Each entry should appear in the answer exactly as written.
[[ Data excerpts open ]]
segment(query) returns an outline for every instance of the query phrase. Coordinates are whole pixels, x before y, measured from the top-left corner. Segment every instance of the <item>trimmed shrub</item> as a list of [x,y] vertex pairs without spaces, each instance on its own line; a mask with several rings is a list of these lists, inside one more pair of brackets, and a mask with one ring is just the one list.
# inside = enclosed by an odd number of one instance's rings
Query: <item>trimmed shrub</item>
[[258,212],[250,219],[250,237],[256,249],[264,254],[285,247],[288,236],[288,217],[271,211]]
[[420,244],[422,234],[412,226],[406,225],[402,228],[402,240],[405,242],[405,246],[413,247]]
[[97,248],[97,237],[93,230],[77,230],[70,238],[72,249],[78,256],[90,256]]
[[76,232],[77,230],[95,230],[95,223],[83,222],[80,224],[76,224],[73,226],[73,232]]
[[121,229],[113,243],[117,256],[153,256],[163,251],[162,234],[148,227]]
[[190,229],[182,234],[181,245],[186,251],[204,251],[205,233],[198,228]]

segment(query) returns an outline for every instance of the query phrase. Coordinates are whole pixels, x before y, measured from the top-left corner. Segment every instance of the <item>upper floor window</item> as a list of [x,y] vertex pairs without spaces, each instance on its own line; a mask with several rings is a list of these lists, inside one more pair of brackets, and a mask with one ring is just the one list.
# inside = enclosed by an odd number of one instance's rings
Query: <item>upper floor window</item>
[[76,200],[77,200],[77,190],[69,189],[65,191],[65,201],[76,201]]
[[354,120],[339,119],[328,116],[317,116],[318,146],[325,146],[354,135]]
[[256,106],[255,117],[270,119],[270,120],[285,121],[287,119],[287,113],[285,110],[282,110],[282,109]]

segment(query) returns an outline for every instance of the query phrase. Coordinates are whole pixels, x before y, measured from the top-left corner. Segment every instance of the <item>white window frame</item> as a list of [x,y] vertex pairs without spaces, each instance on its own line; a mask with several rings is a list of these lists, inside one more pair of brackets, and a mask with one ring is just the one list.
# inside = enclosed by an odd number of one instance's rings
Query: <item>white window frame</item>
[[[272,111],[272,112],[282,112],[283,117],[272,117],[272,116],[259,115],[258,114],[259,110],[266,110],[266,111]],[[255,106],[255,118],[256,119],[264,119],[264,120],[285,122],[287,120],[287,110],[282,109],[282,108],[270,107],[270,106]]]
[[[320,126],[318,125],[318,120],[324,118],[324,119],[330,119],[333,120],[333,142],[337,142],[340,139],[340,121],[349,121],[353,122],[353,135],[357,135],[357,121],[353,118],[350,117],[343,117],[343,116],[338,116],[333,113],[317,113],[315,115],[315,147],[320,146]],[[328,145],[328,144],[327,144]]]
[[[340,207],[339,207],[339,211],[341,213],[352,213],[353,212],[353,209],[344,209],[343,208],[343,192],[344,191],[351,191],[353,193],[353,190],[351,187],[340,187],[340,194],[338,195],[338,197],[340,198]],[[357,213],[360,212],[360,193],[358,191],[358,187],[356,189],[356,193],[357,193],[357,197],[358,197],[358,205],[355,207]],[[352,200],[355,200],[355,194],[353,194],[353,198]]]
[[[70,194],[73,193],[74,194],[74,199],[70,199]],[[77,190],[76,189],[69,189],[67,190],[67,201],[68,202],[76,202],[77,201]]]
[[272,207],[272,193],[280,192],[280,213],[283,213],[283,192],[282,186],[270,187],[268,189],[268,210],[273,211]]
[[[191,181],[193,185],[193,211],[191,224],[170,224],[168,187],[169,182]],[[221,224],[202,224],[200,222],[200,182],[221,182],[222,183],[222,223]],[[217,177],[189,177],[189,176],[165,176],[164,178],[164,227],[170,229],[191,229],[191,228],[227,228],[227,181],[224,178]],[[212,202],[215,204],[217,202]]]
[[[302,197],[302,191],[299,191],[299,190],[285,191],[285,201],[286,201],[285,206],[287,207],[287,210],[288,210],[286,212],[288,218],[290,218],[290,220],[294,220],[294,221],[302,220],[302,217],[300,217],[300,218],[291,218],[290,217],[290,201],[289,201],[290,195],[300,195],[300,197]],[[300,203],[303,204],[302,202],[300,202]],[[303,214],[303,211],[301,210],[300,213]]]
[[ Data excerpts closed ]]
*Result of the task*
segment(query) returns an outline for every instance of the query phrase. Coordinates are whole pixels, x before y, measured from the top-left corner. Segment every instance of the <item>trimmed shrub</item> as a list of [x,y] vertex pairs without spaces, each instance on its own line; a mask with several rings is a list of these lists, inside one more pair of brackets, and a mask with one ring is just the one list.
# inside = enclosed by an odd number of one instance's rings
Query: <item>trimmed shrub</item>
[[258,212],[250,219],[250,237],[256,249],[264,254],[285,247],[288,236],[288,217],[271,211]]
[[420,244],[422,234],[412,226],[406,225],[402,228],[402,240],[405,242],[405,246],[413,247]]
[[97,248],[97,237],[93,230],[77,230],[70,238],[72,249],[78,256],[90,256]]
[[76,232],[77,230],[95,230],[95,223],[83,222],[80,224],[76,224],[73,226],[73,232]]
[[121,229],[113,243],[117,256],[153,256],[163,251],[162,234],[148,227]]
[[190,229],[182,234],[181,245],[186,251],[204,251],[205,233],[198,228]]

segment(query) returns an outline for every instance of the query phrase. Coordinates are whole pixels, x before y, measured from the top-left corner. Segment every instance of the <item>upper floor window</item> as a list of [x,y] vertex pairs without spaces, each instance on its own line; a mask with several rings is a list of these lists, inside one more pair of brackets, and a mask with one ring is just the one list.
# inside = enclosed by an odd number of one instance's rings
Query: <item>upper floor window</item>
[[76,200],[77,200],[77,190],[69,189],[65,191],[65,201],[76,201]]
[[354,120],[339,119],[328,116],[317,116],[318,146],[325,146],[354,135]]
[[256,106],[255,117],[270,119],[270,120],[285,121],[287,119],[287,113],[285,110],[282,110],[282,109]]

segment(query) returns an outline for every instance of the query phrase. Coordinates are whole pixels, x before y, measured from the top-left corner. Segment every instance of the <item>white window frame</item> as a list of [x,y] vertex pairs without spaces, each instance on its own line; a mask with several rings is a list of these lists, inside one more pair of brackets, and a mask with one ring is just the one list.
# inside = enclosed by an odd number of one instance's rings
Query: <item>white window frame</item>
[[[272,111],[272,112],[282,112],[283,117],[272,117],[272,116],[259,115],[258,114],[259,110],[266,110],[266,111]],[[255,106],[255,118],[256,119],[264,119],[264,120],[285,122],[287,120],[287,110],[282,109],[282,108],[270,107],[270,106]]]
[[[320,126],[318,125],[318,120],[324,118],[324,119],[330,119],[333,120],[333,142],[337,142],[340,139],[340,121],[349,121],[353,122],[353,135],[357,135],[357,121],[353,118],[350,117],[343,117],[343,116],[338,116],[333,113],[317,113],[315,115],[315,147],[320,146]],[[328,145],[328,144],[327,144]]]
[[[340,207],[339,207],[339,211],[341,213],[352,213],[353,212],[353,209],[344,209],[343,208],[343,192],[344,191],[351,191],[353,193],[353,190],[351,187],[340,187],[340,194],[338,195],[338,197],[340,198]],[[357,213],[360,212],[360,193],[358,191],[358,187],[356,189],[356,193],[357,193],[357,197],[358,197],[358,205],[355,207]],[[352,200],[355,200],[355,194],[353,194],[353,198]]]
[[[70,194],[73,193],[74,194],[74,199],[70,199]],[[77,190],[76,189],[69,189],[67,190],[67,201],[68,202],[76,202],[77,201]]]
[[272,207],[272,193],[280,192],[280,213],[283,213],[283,192],[282,186],[270,187],[268,189],[268,210],[273,211]]
[[[191,181],[193,185],[193,211],[191,224],[170,224],[168,187],[169,182]],[[221,224],[202,224],[200,222],[200,182],[221,182],[222,183],[222,223]],[[217,177],[189,177],[189,176],[165,176],[164,178],[164,227],[170,229],[191,229],[191,228],[227,228],[227,181],[224,178]],[[212,202],[215,204],[217,202]]]
[[[302,197],[302,191],[299,191],[299,190],[285,191],[285,201],[286,201],[285,206],[287,207],[287,210],[288,210],[286,212],[288,218],[290,218],[290,220],[294,220],[294,221],[302,220],[302,217],[300,217],[300,218],[291,218],[290,217],[290,201],[289,201],[290,195],[300,195],[300,197]],[[300,203],[303,204],[302,202],[300,202]],[[303,214],[303,211],[301,210],[300,213]]]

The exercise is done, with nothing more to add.